[Material for labeling points]

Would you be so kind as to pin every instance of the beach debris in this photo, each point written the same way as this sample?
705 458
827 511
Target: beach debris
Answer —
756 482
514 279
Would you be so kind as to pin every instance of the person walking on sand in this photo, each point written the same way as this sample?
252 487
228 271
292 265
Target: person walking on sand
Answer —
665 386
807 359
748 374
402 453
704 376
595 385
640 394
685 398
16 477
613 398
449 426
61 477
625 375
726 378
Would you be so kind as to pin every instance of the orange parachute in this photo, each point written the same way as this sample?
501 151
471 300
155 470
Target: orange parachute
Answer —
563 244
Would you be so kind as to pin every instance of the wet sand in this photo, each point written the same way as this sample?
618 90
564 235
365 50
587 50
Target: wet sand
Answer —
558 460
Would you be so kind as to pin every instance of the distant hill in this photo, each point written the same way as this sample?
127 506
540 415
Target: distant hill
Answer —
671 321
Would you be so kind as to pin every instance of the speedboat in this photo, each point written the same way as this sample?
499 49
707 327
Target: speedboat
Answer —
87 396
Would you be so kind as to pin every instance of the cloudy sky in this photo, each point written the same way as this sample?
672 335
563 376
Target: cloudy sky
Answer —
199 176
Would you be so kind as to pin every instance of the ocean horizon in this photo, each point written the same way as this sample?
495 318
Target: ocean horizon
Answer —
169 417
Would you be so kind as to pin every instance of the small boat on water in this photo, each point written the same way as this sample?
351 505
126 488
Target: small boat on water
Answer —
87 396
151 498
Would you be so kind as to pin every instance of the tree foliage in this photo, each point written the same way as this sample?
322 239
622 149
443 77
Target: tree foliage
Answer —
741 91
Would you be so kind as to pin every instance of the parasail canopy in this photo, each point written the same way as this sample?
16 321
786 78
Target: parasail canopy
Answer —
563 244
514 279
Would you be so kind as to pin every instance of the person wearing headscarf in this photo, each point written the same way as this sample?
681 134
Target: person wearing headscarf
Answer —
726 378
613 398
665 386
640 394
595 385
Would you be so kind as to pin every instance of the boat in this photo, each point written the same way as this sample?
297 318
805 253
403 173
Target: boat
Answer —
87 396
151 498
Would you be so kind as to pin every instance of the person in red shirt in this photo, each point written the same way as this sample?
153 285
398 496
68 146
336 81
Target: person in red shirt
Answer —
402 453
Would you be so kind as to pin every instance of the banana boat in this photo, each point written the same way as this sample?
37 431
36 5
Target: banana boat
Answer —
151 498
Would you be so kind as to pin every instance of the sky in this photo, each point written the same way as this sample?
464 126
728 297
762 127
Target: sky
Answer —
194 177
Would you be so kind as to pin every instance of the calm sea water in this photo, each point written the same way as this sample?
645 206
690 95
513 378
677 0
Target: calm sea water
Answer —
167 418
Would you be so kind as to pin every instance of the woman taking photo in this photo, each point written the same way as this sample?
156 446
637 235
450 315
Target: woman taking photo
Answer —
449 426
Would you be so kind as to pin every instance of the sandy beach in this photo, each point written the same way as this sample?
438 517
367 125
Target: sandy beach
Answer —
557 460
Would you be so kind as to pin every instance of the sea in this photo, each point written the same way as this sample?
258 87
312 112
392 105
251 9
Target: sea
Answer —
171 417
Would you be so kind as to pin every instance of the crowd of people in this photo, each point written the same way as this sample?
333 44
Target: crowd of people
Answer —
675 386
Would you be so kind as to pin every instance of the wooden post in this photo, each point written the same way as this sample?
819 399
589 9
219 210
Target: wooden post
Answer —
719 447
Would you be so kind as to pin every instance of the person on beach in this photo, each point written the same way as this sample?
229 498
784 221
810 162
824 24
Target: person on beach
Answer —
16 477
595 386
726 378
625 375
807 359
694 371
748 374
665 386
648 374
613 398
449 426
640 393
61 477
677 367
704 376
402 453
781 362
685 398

• _Given request_
Render every line of the material above as a numbered list, omitting any blank lines.

• _Written reply_
1. Would you be so kind as to pin every instance of the beach debris in this photo, each point written the same way as this sample?
2. 705 458
3. 827 511
4. Target: beach debris
5. Answer —
6. 756 482
7. 514 279
8. Would you be so kind as to pin every instance of the person walking on sand in this photo, each point written the same way as this sample?
9. 252 487
10. 228 271
11. 292 265
12. Target: person walking on sand
13. Answer —
14. 665 386
15. 807 359
16. 748 374
17. 402 453
18. 704 376
19. 595 385
20. 640 394
21. 685 398
22. 16 477
23. 613 398
24. 449 426
25. 61 477
26. 625 375
27. 726 378
28. Would you be so kind as to pin every instance of the orange parachute in this photo, each point written the same way as this sample?
29. 501 151
30. 471 300
31. 155 470
32. Target: orange parachute
33. Answer —
34. 563 244
35. Would you be so kind as to pin every instance of the wet sand in this photo, each point written the same way as this sample?
36. 618 90
37. 564 235
38. 365 50
39. 587 50
40. Target: wet sand
41. Answer —
42. 558 460
43. Would you be so kind as to pin every instance of the distant hill in this photo, each point written the same way as this sample?
44. 127 506
45. 540 415
46. Target: distant hill
47. Answer —
48. 671 321
49. Would you be so kind as to pin every instance of the speedboat in this photo, each point written the same way as this sample?
50. 499 49
51. 707 327
52. Target: speedboat
53. Answer —
54. 87 396
55. Would you be so kind as to pin every instance of the cloudy sky in this photo, each point written the same way as this sample?
56. 672 335
57. 563 376
58. Target: cloudy sky
59. Answer —
60. 199 176
61. Would you be so kind as to pin every instance of the ocean horizon in this photo, each point written the same way as this sample?
62. 495 318
63. Target: ocean horizon
64. Answer —
65. 169 417
66. Would you be so kind as to pin every instance of the small boat on water in this photo, each point written the same way as this sample?
67. 351 505
68. 126 488
69. Target: small boat on water
70. Answer —
71. 87 396
72. 151 498
73. Would you be so kind as to pin every instance of the tree foliage in this photo, each point written the same way as this sample?
74. 322 239
75. 622 149
76. 443 77
77. Target: tree foliage
78. Answer —
79. 741 91
80. Would you be so kind as to pin every instance of the parasail canopy in this photo, each point written the same way as this sample?
81. 16 321
82. 786 78
83. Target: parasail canopy
84. Answer —
85. 563 244
86. 514 279
87. Would you be so kind as to pin every instance of the person wearing headscarf in this photo, each point written the same way as this sample?
88. 681 134
89. Target: person wearing headscarf
90. Answer —
91. 726 378
92. 613 398
93. 665 386
94. 640 394
95. 595 385
96. Would you be so kind as to pin every instance of the boat in this photo, each point written the same way as this sample?
97. 297 318
98. 805 253
99. 403 173
100. Target: boat
101. Answer —
102. 87 396
103. 151 498
104. Would you be so kind as to pin every instance of the person in red shirt in this photo, each point written the same way as this sample?
105. 153 285
106. 398 496
107. 68 146
108. 336 81
109. Target: person in red shirt
110. Answer —
111. 402 453
112. Would you be so kind as to pin every instance of the banana boat in this photo, each point written the same way as this sample?
113. 37 431
114. 36 5
115. Target: banana boat
116. Answer —
117. 151 498
118. Would you be so kind as to pin every instance of the sky in this photo, each point written the same way as this sample?
119. 464 126
120. 728 297
121. 762 127
122. Target: sky
123. Answer —
124. 194 177
125. Would you be so kind as to pin every instance of the calm sea water in this photo, each point written the same way as this sample?
126. 645 206
127. 690 95
128. 513 378
129. 677 0
130. Target: calm sea water
131. Answer —
132. 167 418
133. Would you be so kind as to pin every instance of the woman taking photo in this photo, each point written the same way as this sample?
134. 156 446
135. 637 235
136. 450 315
137. Target: woman taking photo
138. Answer —
139. 449 426
140. Would you be so kind as to pin every instance of the sandy beach in this photo, each point written the same way as this sample?
141. 438 517
142. 367 125
143. Target: sandy beach
144. Answer —
145. 557 460
146. Would you be so kind as to pin every instance of the sea in this photo, each point written the same way as this sample?
147. 258 87
148. 312 112
149. 392 105
150. 251 9
151. Target: sea
152. Answer —
153. 171 417
154. Would you be so kind as to pin every instance of the crowd of people in this photo, each point written the same way as this sample?
155. 333 44
156. Target: crowd of people
157. Answer —
158. 675 386
159. Would you be so kind as to pin every instance of the wooden post in this photo, each point written the same way as this sample?
160. 819 399
161. 589 9
162. 219 210
163. Target: wooden post
164. Answer —
165. 719 447
166. Would you be so kind as to pin every instance of the person on beach in this photo, each point written the same way as this sample?
167. 229 498
168. 784 221
169. 810 162
170. 824 24
171. Target: person on beach
172. Answer —
173. 16 477
174. 595 386
175. 726 378
176. 625 375
177. 807 359
178. 694 371
179. 748 374
180. 665 386
181. 648 374
182. 613 398
183. 449 426
184. 640 393
185. 61 477
186. 677 367
187. 704 376
188. 402 453
189. 781 362
190. 685 398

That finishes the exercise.